▶ EXERCISE: Copy the data below from the line that contains "Exercise. Locate the rocky outcrop" through the end of the data, including every line in that range. Multiply each x and y coordinate in the answers by 1.6 and round to the nearest whole number, rounding halves up.

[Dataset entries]
──────

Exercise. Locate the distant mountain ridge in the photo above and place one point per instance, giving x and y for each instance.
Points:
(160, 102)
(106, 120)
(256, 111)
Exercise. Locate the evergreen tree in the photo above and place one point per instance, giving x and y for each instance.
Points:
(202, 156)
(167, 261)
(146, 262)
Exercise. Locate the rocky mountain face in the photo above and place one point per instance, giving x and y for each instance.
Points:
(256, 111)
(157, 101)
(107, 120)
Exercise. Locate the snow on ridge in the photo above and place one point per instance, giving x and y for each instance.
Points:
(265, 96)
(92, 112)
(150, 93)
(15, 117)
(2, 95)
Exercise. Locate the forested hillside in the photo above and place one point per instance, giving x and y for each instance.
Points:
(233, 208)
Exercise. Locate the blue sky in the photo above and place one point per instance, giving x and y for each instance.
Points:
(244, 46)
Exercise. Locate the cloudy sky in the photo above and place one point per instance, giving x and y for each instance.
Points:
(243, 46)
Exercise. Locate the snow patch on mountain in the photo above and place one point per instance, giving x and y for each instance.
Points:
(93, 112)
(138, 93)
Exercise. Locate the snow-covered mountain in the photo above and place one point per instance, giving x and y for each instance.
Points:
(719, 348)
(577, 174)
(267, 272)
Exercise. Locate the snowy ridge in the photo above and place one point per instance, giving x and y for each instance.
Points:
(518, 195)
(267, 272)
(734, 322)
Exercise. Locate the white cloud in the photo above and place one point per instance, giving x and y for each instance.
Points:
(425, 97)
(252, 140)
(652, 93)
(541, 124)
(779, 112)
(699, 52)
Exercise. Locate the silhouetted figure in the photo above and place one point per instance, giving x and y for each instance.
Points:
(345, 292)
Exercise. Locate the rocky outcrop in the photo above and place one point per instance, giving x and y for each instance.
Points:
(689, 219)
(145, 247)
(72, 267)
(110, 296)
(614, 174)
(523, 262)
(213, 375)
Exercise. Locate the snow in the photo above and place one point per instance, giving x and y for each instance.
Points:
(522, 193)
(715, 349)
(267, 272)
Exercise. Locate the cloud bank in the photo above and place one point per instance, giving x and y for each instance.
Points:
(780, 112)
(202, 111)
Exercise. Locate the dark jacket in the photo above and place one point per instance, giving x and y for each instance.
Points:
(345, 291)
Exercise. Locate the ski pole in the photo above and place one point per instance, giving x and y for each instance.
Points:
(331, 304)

──────

▶ RESPONSE FOR THIS EXERCISE:
Exercise. Locate the rocky outcrop in the photo above and place one point per instance, giving x and y for each instance.
Points:
(1102, 350)
(232, 395)
(115, 427)
(176, 474)
(982, 278)
(837, 419)
(341, 600)
Exercise. Locate the snow in the photo above and place one point per instance, giving x and y for each instance.
Points:
(835, 309)
(1144, 558)
(427, 435)
Exercise. Locate the cloud bank in the photo above and place one point per instance, giving x and y for each instance.
Points:
(1248, 179)
(323, 178)
Exercise. Locate the dark jacket in the photo above and place one point per instance, giving x and y for each instance.
Points:
(552, 466)
Exercise. Locate the ski pole in the photo above and place one point per instance, giving x and y for each instance.
Points:
(530, 486)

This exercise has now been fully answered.